[TASK STATEMENT] Everything from the line that contains "Point out every instance of the black and" through the last line of the listing must be copied exactly, with both of those lines included and no others.

[RECORD LIST]
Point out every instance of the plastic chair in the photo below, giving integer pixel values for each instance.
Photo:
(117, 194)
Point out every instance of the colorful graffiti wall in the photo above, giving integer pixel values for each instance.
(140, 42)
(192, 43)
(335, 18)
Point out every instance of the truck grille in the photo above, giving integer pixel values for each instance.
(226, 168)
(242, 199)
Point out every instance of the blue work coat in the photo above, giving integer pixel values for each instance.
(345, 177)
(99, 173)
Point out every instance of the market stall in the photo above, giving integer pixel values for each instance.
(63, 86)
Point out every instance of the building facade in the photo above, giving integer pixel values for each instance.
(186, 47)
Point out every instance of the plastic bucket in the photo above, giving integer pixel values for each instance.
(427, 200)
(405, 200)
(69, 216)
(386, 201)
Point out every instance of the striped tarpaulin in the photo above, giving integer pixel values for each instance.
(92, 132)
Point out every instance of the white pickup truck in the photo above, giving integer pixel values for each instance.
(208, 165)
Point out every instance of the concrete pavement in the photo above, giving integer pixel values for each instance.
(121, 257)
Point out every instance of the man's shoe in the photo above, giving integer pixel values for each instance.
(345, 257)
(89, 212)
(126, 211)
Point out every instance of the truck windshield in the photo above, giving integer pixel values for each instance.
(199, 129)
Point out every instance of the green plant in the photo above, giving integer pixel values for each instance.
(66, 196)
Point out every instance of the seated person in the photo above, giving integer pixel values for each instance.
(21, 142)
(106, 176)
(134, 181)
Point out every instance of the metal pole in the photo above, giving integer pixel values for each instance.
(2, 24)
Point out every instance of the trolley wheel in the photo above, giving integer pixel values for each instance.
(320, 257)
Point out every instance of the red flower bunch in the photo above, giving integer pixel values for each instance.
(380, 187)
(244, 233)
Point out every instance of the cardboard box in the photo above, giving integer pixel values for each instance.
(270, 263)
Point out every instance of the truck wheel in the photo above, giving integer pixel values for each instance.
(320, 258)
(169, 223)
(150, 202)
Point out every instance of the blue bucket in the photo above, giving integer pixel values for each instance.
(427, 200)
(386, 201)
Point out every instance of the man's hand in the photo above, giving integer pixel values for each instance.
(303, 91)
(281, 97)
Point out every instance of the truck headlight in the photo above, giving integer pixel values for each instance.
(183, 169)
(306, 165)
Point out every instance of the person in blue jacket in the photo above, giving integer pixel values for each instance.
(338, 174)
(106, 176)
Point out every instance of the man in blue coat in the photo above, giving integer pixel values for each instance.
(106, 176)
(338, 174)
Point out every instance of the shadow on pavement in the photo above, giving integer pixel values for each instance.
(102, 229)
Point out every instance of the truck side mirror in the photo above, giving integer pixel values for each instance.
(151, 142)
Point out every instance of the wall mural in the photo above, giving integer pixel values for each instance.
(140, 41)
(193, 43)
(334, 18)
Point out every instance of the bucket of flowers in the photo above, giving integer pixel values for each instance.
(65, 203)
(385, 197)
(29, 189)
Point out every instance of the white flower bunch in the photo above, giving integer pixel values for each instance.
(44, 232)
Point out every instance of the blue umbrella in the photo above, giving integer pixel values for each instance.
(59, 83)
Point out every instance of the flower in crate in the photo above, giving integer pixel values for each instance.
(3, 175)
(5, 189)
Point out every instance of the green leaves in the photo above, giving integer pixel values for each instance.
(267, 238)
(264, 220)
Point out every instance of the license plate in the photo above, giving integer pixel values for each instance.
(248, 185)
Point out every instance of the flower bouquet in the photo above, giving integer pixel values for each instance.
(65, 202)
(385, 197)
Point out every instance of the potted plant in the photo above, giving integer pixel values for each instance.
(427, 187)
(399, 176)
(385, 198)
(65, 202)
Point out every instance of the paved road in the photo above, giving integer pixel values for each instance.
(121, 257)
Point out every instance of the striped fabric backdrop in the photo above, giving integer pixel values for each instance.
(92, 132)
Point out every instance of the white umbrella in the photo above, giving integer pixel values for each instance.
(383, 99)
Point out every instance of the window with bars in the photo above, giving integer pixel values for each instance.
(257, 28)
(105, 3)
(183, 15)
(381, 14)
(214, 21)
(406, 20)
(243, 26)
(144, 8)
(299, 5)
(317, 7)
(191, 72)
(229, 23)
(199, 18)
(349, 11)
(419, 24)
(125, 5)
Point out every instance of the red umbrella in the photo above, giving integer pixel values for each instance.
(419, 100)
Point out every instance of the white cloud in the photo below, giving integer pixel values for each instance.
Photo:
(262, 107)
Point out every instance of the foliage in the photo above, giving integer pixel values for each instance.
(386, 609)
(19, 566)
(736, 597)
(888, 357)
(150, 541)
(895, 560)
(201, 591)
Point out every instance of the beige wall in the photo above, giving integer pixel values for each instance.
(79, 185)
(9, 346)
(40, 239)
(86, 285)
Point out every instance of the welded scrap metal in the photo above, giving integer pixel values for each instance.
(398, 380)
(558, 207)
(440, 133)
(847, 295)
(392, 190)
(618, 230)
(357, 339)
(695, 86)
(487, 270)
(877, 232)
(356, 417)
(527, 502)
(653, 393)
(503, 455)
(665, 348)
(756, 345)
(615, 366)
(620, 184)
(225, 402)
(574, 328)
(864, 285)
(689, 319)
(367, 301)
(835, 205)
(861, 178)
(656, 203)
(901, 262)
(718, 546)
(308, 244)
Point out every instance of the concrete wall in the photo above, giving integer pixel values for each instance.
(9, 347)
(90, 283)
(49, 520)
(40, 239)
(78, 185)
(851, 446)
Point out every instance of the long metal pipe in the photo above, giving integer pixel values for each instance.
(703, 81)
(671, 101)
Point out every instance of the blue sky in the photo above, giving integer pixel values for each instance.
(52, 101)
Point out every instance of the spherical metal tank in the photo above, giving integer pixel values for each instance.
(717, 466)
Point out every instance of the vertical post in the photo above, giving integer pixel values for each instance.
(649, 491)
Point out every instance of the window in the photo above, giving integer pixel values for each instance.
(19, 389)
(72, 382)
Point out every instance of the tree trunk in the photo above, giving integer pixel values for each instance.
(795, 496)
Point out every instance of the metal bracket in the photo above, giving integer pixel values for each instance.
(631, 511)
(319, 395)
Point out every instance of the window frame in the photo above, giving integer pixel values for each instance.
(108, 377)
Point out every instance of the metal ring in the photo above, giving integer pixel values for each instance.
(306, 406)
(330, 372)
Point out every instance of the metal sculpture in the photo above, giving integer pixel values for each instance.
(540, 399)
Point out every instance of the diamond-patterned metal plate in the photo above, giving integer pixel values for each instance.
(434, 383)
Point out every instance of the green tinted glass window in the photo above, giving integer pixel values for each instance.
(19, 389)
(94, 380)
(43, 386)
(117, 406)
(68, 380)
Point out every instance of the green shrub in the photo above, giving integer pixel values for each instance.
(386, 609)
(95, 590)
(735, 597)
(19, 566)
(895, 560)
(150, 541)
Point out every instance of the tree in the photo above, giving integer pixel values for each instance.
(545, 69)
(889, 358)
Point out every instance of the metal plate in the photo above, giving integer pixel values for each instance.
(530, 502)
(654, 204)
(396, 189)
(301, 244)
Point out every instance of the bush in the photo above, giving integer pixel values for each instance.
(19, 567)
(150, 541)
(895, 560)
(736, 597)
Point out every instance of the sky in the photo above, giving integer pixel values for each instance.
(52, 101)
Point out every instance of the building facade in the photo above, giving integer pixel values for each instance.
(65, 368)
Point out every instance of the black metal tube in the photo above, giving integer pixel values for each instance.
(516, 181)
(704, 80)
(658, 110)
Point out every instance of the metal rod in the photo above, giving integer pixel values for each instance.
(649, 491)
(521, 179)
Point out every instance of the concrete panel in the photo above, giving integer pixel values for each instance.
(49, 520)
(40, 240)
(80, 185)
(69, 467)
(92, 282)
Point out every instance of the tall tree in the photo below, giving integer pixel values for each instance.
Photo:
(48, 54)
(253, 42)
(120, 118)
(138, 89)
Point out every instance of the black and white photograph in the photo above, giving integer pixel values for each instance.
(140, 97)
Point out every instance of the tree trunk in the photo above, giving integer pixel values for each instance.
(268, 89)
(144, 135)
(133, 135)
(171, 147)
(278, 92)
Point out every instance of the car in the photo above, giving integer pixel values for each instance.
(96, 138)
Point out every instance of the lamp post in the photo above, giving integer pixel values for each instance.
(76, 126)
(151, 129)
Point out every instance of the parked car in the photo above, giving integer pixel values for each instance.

[CORRECT OUTPUT]
Point out every instance of the black and white photograph in the photo above, giving integer pixel values for each instance.
(140, 97)
Point out every instance of the tree trunk in the photo above, giving integer pixel values for each instance.
(268, 89)
(144, 135)
(133, 135)
(171, 147)
(278, 92)
Point out every instance of the car in the photo above, giving integer pixel values for each instance.
(96, 138)
Point out every instance of the lamp post in the photo above, giving integer pixel values for each instance.
(76, 126)
(151, 129)
Point out every instance of the parked car in the photo above, giving integer pixel values for each instance.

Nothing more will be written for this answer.